[Image point grounding data]
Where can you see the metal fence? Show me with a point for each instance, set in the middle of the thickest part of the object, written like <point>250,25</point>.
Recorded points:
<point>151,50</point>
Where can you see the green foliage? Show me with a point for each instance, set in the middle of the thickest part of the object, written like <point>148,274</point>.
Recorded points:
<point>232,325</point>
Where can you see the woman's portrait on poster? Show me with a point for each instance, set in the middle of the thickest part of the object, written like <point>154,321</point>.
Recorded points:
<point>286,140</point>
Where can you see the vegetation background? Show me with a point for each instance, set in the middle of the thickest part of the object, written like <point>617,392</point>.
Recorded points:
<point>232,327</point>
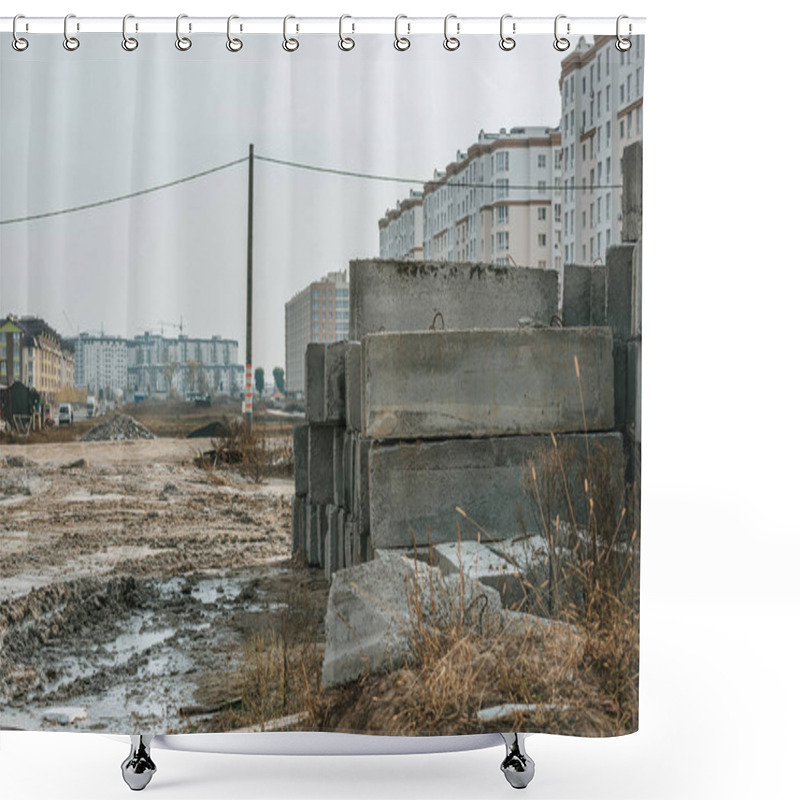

Task to carry out: Each record should be written out again exactly, though without its pictures.

Your response:
Where can you see the metal fence? Show me with a point for each instance, set in the middle of the thickest part of the object, written like <point>250,25</point>.
Recorded points:
<point>151,50</point>
Where can you see the green foliage? Show me with a point for each instance, set in the middle of the thickest part of the object, written like <point>148,274</point>.
Recorded points:
<point>232,325</point>
Where can you see the woman's portrait on poster? Show me with a point for each instance, set in the middle of the thickest part of the object, written like <point>154,321</point>.
Recorded points:
<point>286,140</point>
Where can you see the vegetation background? Show me with a point for each instance, set in the middle of the thickest part of the object, written like <point>617,392</point>.
Recorded points:
<point>232,327</point>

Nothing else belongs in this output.